_SOURCE EXCERPT_
Advertisement

Kern County Farmers Short of Water, Time : Drought: Many are left without their major supplier after State Water Project decides to halt deliveries to agriculture. Losses of crops and jobs are expected.

Share
TIMES STAFF WRITER

If this were a normal February, you’d find Don Elholm out west of here on his farm in Lost Hills, irrigating alfalfa and painstakingly preparing the hard, brown Kern County earth for another year’s cotton crop.

Instead, he’s at home at the kitchen table, smoking cigarette after cigarette, trying not to fret about the future.

“Can’t plant,” Elholm, 51 and a third-generation San Joaquin Valley farmer said, looking down at hands callused by three decades in the field. “No water, no crop. It’s as simple as that.”

Advertisement

For five years, the state’s deepening drought has been nipping at the heels of California’s farmers. This week, it caught up with them, as the state announced it was halting all State Water Project deliveries to agriculture to preserve remaining supplies for cities.

News of the unprecedented action has struck particularly hard in northwestern Kern County, a parched, gently sloping plain that belonged to the sagebrush and jack rabbits until the state built a mighty aqueduct that first brought water down from the north 23 years ago.

While many portions of the San Joaquin Valley sit atop vast ground-water basins that will help compensate for the abrupt disappearance of state-supplied water, scores of farmers such as Elholm have no such ace in the hole.

_ROWS_
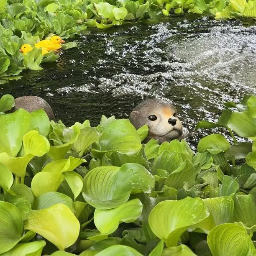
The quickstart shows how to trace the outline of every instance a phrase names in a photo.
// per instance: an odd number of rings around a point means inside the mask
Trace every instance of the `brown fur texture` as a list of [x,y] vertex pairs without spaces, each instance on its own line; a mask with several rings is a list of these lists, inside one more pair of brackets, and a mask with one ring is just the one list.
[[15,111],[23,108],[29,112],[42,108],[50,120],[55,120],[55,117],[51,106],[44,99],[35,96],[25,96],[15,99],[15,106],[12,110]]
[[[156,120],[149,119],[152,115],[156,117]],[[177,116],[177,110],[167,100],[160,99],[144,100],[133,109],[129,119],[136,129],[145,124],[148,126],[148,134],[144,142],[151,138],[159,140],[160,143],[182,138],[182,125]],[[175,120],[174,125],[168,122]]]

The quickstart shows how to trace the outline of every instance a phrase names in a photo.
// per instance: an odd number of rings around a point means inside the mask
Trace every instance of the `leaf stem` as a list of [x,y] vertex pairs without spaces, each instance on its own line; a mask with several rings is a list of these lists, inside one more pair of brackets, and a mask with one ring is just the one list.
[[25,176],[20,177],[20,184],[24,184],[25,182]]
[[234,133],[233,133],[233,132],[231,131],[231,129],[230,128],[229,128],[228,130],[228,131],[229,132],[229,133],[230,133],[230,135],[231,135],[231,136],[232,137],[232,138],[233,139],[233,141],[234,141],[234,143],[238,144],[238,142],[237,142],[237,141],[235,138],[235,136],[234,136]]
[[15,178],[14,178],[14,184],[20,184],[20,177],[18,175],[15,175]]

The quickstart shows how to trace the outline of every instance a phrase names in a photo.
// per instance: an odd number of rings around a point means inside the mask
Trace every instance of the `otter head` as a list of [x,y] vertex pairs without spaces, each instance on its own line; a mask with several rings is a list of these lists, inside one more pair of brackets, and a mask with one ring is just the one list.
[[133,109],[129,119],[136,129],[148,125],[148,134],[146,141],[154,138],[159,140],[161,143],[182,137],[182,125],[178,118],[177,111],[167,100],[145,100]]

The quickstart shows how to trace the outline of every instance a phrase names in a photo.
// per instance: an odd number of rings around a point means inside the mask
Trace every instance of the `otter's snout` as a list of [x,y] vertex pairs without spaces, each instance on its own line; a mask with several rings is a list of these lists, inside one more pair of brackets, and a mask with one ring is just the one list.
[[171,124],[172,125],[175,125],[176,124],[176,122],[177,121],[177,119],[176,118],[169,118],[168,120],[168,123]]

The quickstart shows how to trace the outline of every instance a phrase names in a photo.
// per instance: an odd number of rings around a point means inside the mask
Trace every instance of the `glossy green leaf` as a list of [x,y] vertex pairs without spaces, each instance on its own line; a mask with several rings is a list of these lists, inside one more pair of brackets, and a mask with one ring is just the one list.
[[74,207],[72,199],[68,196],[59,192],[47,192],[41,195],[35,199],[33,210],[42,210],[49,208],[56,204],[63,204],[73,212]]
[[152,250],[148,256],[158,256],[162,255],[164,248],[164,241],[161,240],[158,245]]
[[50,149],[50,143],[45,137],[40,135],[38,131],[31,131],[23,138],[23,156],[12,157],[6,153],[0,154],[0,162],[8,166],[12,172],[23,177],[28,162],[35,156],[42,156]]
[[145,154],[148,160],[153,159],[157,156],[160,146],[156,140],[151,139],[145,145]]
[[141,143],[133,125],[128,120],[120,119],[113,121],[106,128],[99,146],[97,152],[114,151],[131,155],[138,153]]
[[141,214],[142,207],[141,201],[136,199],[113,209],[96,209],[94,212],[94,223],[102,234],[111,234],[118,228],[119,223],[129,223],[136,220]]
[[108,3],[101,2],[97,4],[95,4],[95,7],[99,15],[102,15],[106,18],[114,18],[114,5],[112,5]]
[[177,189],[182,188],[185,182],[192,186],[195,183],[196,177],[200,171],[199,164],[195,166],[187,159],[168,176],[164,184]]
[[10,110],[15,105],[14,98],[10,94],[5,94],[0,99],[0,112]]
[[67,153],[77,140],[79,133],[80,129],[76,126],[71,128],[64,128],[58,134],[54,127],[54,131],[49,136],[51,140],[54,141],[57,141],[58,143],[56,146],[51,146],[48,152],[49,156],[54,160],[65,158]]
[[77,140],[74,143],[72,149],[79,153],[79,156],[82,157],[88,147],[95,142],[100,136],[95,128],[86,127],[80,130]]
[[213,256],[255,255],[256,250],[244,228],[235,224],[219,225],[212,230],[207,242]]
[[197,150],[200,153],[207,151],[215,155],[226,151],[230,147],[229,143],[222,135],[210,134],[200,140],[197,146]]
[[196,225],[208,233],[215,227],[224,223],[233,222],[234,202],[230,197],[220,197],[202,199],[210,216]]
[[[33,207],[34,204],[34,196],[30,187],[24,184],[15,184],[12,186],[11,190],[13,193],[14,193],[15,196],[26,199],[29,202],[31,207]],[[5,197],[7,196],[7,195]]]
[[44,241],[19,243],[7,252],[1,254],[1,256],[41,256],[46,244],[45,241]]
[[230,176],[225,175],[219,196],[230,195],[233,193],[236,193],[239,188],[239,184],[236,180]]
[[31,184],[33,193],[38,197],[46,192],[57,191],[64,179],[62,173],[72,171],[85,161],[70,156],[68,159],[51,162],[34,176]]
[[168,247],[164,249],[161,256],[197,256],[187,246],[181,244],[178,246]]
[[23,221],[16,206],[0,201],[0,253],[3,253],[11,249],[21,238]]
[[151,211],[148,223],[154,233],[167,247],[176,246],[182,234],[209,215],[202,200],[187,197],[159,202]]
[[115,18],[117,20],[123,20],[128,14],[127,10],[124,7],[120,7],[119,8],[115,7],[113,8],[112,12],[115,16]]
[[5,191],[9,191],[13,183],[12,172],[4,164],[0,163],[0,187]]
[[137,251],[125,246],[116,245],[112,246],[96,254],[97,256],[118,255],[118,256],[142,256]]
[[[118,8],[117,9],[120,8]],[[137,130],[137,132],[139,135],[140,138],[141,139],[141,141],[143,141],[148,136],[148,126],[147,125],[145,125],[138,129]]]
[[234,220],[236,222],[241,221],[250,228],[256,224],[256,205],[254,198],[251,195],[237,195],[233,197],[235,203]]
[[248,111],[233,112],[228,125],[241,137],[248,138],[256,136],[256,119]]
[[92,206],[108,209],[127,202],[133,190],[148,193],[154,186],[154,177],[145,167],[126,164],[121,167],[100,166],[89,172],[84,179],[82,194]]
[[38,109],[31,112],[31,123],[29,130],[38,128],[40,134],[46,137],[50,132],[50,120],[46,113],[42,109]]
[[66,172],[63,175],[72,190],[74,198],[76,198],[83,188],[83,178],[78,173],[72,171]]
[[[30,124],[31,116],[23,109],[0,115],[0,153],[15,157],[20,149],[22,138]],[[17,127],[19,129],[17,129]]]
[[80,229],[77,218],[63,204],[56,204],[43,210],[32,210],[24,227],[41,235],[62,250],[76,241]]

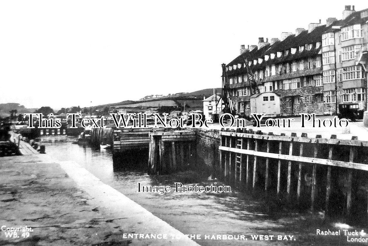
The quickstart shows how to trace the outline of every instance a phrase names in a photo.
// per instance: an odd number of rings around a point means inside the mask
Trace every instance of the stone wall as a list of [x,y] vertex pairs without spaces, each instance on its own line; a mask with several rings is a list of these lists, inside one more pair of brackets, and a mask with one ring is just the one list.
--
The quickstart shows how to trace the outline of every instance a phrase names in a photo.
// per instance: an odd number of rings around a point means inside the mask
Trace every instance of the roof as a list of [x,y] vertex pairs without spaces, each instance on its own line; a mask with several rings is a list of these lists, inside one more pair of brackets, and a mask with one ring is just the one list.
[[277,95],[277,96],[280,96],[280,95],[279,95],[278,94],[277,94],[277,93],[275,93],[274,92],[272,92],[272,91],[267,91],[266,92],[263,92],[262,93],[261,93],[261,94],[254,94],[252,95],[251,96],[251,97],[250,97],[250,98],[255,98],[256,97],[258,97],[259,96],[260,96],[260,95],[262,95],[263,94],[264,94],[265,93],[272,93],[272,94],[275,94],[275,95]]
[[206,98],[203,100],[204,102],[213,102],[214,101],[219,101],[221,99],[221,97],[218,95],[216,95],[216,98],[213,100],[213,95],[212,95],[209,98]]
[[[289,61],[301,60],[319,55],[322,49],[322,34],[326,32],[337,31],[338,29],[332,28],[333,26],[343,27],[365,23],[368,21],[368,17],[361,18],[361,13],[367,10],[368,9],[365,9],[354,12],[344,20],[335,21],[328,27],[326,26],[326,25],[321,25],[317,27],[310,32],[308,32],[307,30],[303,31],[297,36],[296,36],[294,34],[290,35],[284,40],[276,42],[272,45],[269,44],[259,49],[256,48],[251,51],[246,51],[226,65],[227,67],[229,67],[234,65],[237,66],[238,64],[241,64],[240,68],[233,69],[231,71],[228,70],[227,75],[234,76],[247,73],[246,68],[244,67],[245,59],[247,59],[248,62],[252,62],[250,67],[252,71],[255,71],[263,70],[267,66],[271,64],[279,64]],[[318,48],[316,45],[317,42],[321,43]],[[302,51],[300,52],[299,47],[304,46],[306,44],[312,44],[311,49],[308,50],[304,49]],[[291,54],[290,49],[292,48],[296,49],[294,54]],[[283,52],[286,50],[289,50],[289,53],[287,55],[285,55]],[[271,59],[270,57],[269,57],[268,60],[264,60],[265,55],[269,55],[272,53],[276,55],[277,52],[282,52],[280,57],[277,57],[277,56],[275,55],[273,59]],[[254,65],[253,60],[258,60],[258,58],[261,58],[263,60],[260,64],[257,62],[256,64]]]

_WRITTEN TASKS_
A – Reproduce the passage of the Kern County drought article from "If this were" to "supplies for cities.".
B – Answer these questions using the Kern County drought article:
(i) How old is Don Elholm?
(ii) For how many years has the drought been nipping at the heels of California's farmers?
(iii) How many years ago did the state's aqueduct first bring water down from the north?
C – List every geographic place name that appears in the Kern County drought article.

_SOLVED TASKS_
A –
If this were a normal February, you’d find Don Elholm out west of here on his farm in Lost Hills, irrigating alfalfa and painstakingly preparing the hard, brown Kern County earth for another year’s cotton crop.

Instead, he’s at home at the kitchen table, smoking cigarette after cigarette, trying not to fret about the future.

“Can’t plant,” Elholm, 51 and a third-generation San Joaquin Valley farmer said, looking down at hands callused by three decades in the field. “No water, no crop. It’s as simple as that.”

Advertisement

For five years, the state’s deepening drought has been nipping at the heels of California’s farmers. This week, it caught up with them, as the state announced it was halting all State Water Project deliveries to agriculture to preserve remaining supplies for cities.

B –
(i) 51
(ii) Five years
(iii) 23 years ago

C –
Kern County
Lost Hills
San Joaquin Valley
California